I'd like every entry transcribed word for word, with no pictures.

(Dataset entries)
——

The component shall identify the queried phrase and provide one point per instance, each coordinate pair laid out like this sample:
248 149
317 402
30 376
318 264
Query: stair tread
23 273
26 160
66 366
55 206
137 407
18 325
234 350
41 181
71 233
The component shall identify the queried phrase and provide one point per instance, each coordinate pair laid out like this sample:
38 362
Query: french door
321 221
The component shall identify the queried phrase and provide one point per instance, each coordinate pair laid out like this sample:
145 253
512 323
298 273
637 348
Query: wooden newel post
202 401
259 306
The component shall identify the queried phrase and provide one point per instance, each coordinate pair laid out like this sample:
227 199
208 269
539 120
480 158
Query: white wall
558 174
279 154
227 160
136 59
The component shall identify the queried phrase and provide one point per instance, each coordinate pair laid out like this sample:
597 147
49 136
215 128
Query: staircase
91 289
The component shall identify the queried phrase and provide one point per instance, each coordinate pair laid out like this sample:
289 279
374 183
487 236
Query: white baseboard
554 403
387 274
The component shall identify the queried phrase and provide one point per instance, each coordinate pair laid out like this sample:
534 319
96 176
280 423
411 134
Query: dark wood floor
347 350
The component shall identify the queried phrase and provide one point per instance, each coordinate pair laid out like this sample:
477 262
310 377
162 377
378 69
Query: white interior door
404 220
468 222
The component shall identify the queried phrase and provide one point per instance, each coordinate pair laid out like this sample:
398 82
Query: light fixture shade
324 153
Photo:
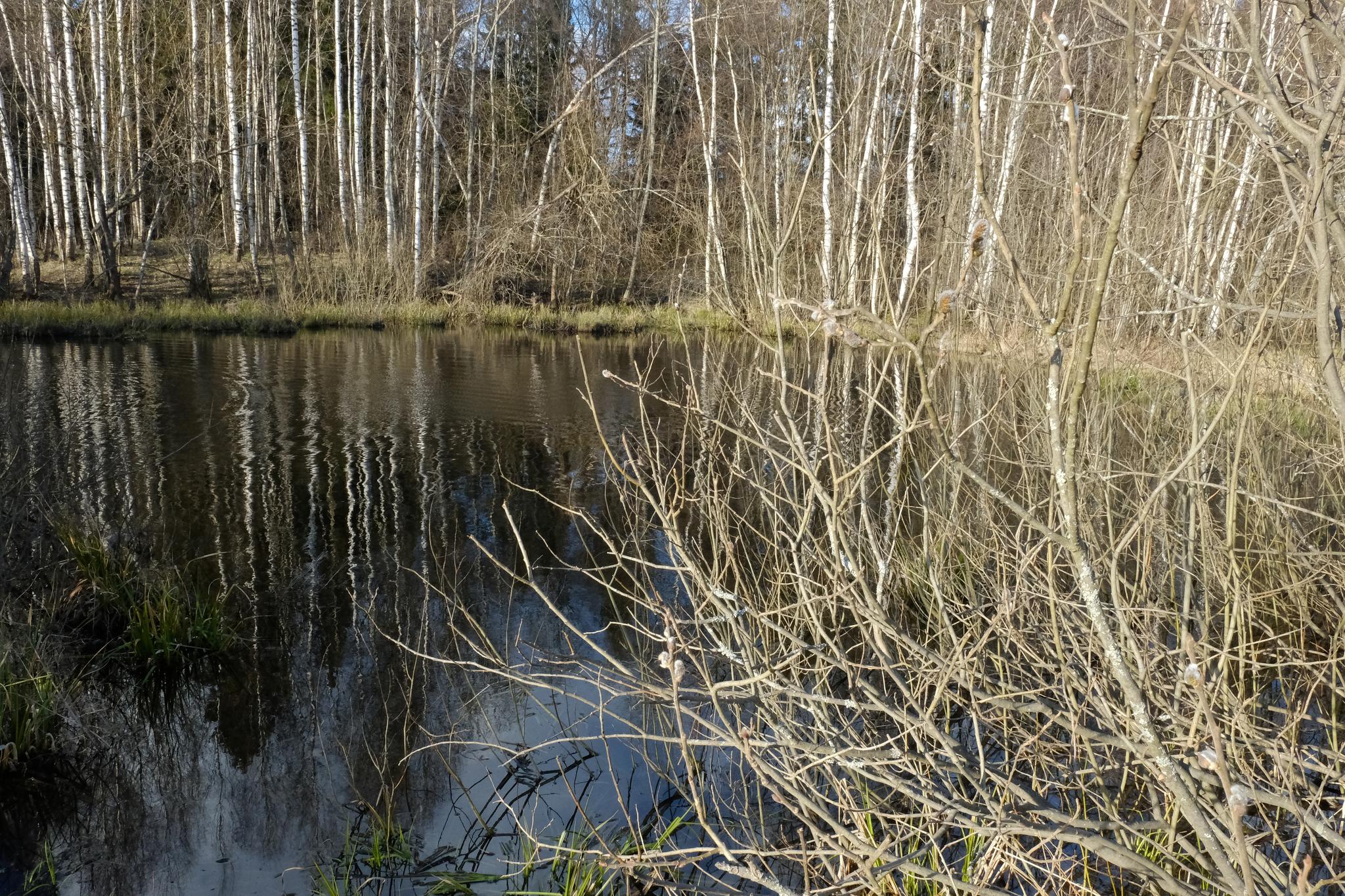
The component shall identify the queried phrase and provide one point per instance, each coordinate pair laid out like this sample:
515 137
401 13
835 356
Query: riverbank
115 320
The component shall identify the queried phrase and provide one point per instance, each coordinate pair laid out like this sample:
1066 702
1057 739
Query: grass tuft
159 617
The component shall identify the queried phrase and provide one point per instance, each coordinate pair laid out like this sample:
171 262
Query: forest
643 150
969 521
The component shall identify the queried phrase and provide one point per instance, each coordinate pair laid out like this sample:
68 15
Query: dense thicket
736 148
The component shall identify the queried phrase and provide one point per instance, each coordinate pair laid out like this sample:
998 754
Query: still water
343 485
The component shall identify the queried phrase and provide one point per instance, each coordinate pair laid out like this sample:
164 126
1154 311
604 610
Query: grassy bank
101 319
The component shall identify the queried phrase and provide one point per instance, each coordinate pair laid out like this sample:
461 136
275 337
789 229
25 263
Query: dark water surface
335 482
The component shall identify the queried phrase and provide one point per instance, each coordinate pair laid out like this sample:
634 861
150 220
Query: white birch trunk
389 106
62 128
827 160
298 77
236 163
912 113
357 119
340 101
77 142
26 238
418 148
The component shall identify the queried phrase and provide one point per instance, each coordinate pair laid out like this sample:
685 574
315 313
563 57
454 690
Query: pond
347 489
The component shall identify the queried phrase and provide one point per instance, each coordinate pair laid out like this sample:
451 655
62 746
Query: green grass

——

RESULT OF THE EXERCISE.
The component shall identify the queried phrase and provide one point per instance, each coordinate pair laid out like this sample:
248 149
317 402
30 376
318 264
Query: stair tread
23 273
26 160
66 366
55 206
137 407
18 325
234 350
41 181
71 233
The component shall identify the queried phrase and provide one point per instance, each coordinate pair laid out like this sample:
38 362
Query: french door
321 221
The component shall identify the queried phrase and provide one point per instance, each coordinate pair laid out like this sample:
145 253
512 323
298 273
637 348
Query: wooden newel post
202 401
259 306
The component shall identify the queried phrase and provide one point per instance, each coordinate pair laid out like this sample:
227 199
208 269
539 120
480 158
Query: white wall
558 174
279 154
227 160
136 59
The component shall identify the queried phrase and provide one point per instance, each coordinate pair laid out like this sample:
597 147
49 136
215 128
Query: staircase
91 289
The component shall identify the queried phrase and provide one point per instance, each coordinate pair laid out like this sample:
289 279
374 183
487 236
Query: white baseboard
554 403
387 274
The component shall identify the queried phrase and provide one point per instance, each coordinate pair laid out like this sample:
534 319
96 176
280 423
411 134
Query: dark wood floor
347 350
The component shall identify the queried phrase and provide one point per instance, each coordinate pair laid out like this sample:
477 262
310 377
162 377
378 69
Query: white interior door
404 220
468 222
The component shall identify the queried phrase and provide one point per instance, each coordinate pair laid out like this sample:
398 82
Query: light fixture shade
324 153
Photo:
The component shall identify the queried phrase and provide one point per instance, each coordinate pair laid out like this sample:
515 137
401 13
835 356
Query: riverbank
115 320
The component shall identify the queried phrase and provide one point per instance, each coordinate pair laid out like this sample:
1066 702
1057 739
Query: grass tuft
159 617
The component shall identify the queried phrase and provide one point per instance, each coordinate pair laid out like this sample:
171 262
Query: forest
643 150
969 521
The component shall identify the queried phrase and provide one point per instance, each coordinate pair laid out like this sample:
68 15
Query: dense thicket
736 148
The component shall identify the queried phrase and provide one point per instance, each coordinate pair laid out like this sample:
998 754
Query: still water
343 485
The component shall identify the queried phrase and provide one point per instance, each coordinate pair laid out like this sample:
164 126
1154 311
604 610
Query: grassy bank
101 319
The component shall identify the queried phrase and provide one point per instance, each coordinate pair laid out like this sample:
461 136
275 337
789 229
25 263
Query: dark water surface
335 482
The component shall identify the queried phrase and provide one point per instance, each coordinate pair laid out like this sample:
634 861
150 220
Query: white birch trunk
389 106
62 128
827 160
298 77
236 163
912 113
357 119
340 101
77 142
26 238
418 148
The component shall identify the queried phrase and provide one point per instance, each coordinate pair laid out like this sample:
685 574
315 313
563 57
454 690
Query: pond
347 489
The component shall identify the queried phrase and provide one point per instance, each coordinate pair laid out like this sample:
451 655
62 746
Query: green grass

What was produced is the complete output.